**Passage fourni:**
Article 2 : L'Etat versera à Me Jeannot une somme de 1 000 euros (mille euros) en application des dispositions du deuxième alinéa de l'article 37 de la loi du 10 juillet 1991, sous réserve que Me Jeannot renonce à percevoir la somme correspondant à la part contributive de l'Etat.
Article 3 : Le présent arrêt sera notifié à M. Alseny Galle A et au ministre de l'intérieur, de l'outre-mer, des collectivités territoriales et de l'immigration.
Copie en sera adressée au Procureur de la République près le Tribunal de grande instance de Strasbourg.

**Extrait de données:**
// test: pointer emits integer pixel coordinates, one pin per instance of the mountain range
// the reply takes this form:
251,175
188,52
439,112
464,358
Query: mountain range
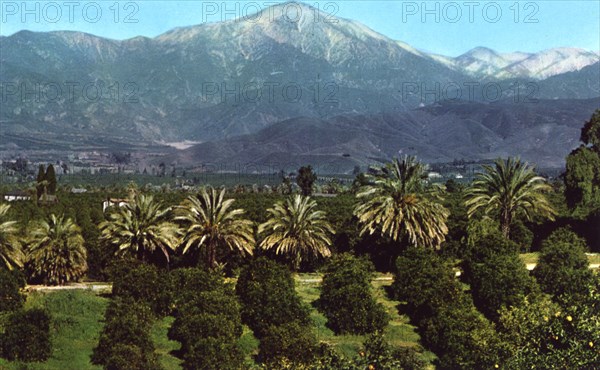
235,84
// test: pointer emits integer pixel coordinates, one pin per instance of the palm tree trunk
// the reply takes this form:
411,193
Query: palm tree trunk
506,220
211,255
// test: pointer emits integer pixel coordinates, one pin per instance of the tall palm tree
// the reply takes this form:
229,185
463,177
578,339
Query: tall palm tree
296,228
509,188
56,252
10,248
398,203
141,227
209,222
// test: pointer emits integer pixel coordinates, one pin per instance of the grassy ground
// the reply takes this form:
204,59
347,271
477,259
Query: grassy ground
533,257
77,321
76,325
399,332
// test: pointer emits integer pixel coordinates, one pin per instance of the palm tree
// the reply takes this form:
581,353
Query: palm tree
210,222
56,252
398,203
510,188
296,228
141,227
10,249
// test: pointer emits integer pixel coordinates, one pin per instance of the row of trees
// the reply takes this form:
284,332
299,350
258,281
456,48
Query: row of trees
396,203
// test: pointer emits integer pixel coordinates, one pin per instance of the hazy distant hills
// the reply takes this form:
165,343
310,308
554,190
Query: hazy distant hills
238,82
542,132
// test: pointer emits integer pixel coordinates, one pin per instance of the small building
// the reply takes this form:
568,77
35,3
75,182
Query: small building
12,196
113,202
48,199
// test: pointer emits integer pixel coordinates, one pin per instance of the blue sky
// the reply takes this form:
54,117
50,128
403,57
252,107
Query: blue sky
444,27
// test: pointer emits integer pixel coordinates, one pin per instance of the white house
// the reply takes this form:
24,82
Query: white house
113,202
12,196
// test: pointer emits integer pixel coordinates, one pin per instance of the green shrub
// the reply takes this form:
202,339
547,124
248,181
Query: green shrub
378,353
131,357
26,336
144,283
207,320
186,283
497,276
346,297
292,341
462,338
562,268
11,283
543,335
127,322
268,296
424,281
521,235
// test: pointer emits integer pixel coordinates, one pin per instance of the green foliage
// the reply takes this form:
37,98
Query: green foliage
26,336
57,254
508,189
461,337
144,283
582,176
582,179
207,322
544,335
520,234
498,277
127,323
11,254
130,357
268,297
590,132
141,227
296,228
347,299
209,222
50,177
450,325
305,179
11,283
41,185
292,341
382,356
398,205
424,281
562,268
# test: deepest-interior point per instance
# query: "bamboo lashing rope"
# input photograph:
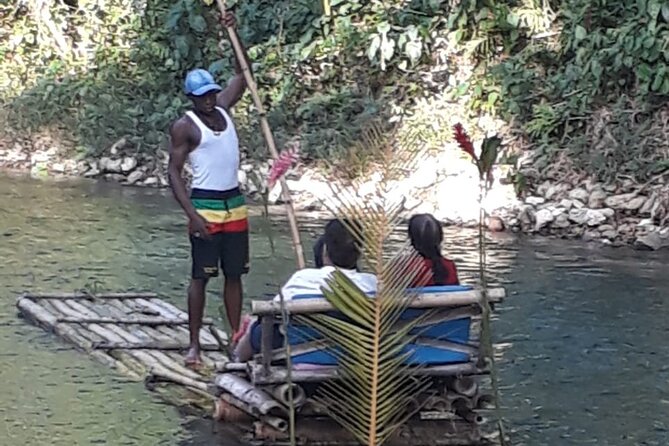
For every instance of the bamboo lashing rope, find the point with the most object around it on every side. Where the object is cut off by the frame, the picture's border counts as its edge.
(253, 88)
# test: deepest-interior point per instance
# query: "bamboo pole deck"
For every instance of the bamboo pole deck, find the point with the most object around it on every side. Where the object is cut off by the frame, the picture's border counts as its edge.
(145, 338)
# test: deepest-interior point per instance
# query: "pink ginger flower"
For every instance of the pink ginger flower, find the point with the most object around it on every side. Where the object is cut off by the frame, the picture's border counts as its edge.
(281, 165)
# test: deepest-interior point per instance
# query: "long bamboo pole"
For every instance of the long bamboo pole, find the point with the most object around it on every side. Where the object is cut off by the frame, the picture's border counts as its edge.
(253, 88)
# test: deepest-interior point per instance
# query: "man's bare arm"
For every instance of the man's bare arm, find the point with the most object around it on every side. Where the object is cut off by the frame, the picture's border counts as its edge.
(179, 150)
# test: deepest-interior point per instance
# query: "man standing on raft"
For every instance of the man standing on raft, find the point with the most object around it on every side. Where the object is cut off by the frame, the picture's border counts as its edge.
(216, 209)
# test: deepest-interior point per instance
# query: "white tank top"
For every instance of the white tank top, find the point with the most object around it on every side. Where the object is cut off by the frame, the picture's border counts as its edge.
(215, 161)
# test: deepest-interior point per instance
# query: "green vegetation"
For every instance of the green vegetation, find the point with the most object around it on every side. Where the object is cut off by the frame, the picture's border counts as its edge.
(582, 81)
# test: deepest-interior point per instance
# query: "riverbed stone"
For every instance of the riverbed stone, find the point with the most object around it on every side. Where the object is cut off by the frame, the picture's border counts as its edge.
(610, 235)
(561, 222)
(597, 199)
(578, 216)
(542, 218)
(629, 202)
(109, 165)
(590, 217)
(535, 201)
(590, 235)
(128, 164)
(566, 203)
(151, 181)
(651, 241)
(579, 194)
(134, 177)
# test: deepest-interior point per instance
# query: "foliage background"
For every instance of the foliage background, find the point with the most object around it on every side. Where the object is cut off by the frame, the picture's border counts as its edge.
(582, 82)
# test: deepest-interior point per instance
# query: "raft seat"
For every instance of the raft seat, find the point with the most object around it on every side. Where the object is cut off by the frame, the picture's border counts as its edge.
(447, 338)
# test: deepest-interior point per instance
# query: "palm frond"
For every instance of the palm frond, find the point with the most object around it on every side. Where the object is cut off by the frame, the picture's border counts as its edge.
(377, 385)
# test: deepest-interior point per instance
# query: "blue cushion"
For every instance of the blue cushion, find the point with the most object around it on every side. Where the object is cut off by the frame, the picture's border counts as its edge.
(454, 331)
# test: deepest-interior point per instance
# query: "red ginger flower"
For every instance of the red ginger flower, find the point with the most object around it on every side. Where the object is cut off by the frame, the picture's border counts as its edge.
(464, 141)
(281, 165)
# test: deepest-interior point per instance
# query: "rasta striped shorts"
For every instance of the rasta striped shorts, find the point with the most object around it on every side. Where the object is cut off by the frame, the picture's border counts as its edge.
(228, 245)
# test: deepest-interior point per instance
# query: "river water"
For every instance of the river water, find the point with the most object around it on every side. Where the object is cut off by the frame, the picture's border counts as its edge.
(582, 351)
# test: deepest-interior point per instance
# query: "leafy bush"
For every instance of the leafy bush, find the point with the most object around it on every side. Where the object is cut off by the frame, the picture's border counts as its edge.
(107, 70)
(560, 67)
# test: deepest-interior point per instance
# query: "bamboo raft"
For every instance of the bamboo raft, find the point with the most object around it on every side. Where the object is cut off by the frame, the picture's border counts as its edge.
(144, 338)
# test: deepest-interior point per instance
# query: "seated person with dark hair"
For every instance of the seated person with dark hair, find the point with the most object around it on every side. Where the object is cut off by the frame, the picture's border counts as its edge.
(433, 268)
(340, 252)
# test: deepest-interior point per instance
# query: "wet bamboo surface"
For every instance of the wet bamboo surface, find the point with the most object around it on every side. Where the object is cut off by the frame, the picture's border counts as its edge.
(144, 338)
(137, 334)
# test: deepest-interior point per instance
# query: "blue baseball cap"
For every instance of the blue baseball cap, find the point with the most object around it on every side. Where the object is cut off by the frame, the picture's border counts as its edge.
(199, 82)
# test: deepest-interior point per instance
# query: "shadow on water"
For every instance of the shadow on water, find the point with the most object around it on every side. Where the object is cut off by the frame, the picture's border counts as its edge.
(582, 357)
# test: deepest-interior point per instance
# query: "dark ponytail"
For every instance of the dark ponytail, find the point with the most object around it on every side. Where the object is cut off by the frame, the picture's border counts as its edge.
(426, 236)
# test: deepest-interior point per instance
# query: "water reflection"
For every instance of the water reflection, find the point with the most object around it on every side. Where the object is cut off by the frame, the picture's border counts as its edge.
(582, 357)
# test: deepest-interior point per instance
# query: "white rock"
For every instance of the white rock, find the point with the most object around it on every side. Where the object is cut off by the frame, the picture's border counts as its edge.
(128, 164)
(590, 235)
(578, 216)
(595, 217)
(134, 177)
(579, 194)
(542, 218)
(630, 202)
(425, 176)
(567, 204)
(535, 201)
(652, 241)
(591, 217)
(275, 193)
(636, 203)
(555, 210)
(39, 157)
(611, 234)
(110, 165)
(578, 204)
(151, 181)
(561, 222)
(607, 212)
(597, 199)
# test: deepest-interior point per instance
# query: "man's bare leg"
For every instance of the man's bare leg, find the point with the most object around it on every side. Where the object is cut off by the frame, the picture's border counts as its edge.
(232, 297)
(196, 299)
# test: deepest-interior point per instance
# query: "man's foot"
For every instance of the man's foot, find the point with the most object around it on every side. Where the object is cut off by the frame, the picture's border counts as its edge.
(193, 358)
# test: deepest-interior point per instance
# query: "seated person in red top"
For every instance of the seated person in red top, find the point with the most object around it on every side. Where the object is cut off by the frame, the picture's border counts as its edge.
(426, 236)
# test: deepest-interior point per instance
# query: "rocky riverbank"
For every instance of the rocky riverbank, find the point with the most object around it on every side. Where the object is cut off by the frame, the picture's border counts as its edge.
(445, 185)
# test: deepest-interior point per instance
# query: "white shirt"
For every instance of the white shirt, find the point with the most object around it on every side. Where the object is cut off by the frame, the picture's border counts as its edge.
(310, 281)
(215, 161)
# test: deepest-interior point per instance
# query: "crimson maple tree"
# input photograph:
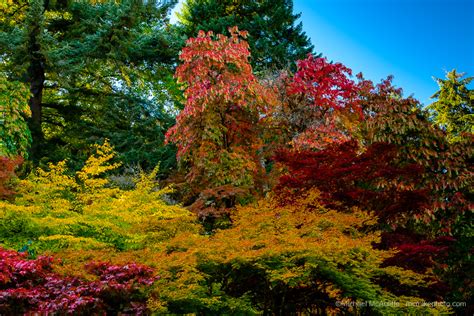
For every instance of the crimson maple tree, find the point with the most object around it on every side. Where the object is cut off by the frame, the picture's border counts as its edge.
(320, 103)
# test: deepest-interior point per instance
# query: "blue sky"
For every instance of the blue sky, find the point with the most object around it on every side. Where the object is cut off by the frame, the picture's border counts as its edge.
(413, 40)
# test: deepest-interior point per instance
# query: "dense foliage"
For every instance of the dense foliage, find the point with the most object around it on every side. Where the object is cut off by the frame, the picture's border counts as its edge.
(217, 133)
(297, 190)
(95, 70)
(15, 137)
(32, 286)
(275, 38)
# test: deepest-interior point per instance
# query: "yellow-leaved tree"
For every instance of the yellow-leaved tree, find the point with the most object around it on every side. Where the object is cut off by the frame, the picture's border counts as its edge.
(59, 211)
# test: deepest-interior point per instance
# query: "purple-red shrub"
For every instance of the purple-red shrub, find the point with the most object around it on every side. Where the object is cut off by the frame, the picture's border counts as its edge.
(32, 286)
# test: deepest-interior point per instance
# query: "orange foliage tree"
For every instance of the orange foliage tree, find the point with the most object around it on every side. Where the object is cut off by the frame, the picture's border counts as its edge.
(217, 133)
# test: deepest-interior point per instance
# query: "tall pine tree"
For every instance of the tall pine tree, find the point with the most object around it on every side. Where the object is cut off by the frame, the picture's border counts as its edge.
(276, 39)
(454, 108)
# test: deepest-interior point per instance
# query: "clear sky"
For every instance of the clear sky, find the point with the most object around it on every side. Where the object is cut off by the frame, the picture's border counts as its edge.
(413, 40)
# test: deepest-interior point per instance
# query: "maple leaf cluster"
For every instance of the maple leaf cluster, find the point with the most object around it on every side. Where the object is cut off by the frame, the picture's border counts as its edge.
(31, 286)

**Consigne 1:**
Répondez aux questions suivantes à partir du texte de l'arrêt.
(a) Quelle somme l'État versera-t-il à Me Jeannot ?
(b) À qui le présent arrêt sera-t-il notifié ?
(c) À qui copie en sera-t-elle adressée ?
**Consigne 2:** Résumez le texte de l'arrêt en deux phrases.
**Consigne 3:** Extrayez du texte de l'arrêt, sans rien y changer, le passage qui va de « Article 3 : Le » jusqu'à « et de l'immigration. ».
La liste n'est d'aucune utilité pour ce travail.

**Réponse rédigée 1:**
(a) Une somme de 1 000 euros (mille euros).
(b) À M. Alseny Galle A et au ministre de l'intérieur, de l'outre-mer, des collectivités territoriales et de l'immigration.
(c) Au Procureur de la République près le Tribunal de grande instance de Strasbourg.

**Réponse rédigée 2:** L'État versera 1 000 euros à Me Jeannot en application du deuxième alinéa de l'article 37 de la loi du 10 juillet 1991, sous réserve que Me Jeannot renonce à percevoir la part contributive de l'État. L'arrêt sera notifié à M. Alseny Galle A et au ministre de l'intérieur, de l'outre-mer, des collectivités territoriales et de l'immigration, et copie en sera adressée au Procureur de la République près le Tribunal de grande instance de Strasbourg.

**Réponse rédigée 3:**
Article 3 : Le présent arrêt sera notifié à M. Alseny Galle A et au ministre de l'intérieur, de l'outre-mer, des collectivités territoriales et de l'immigration.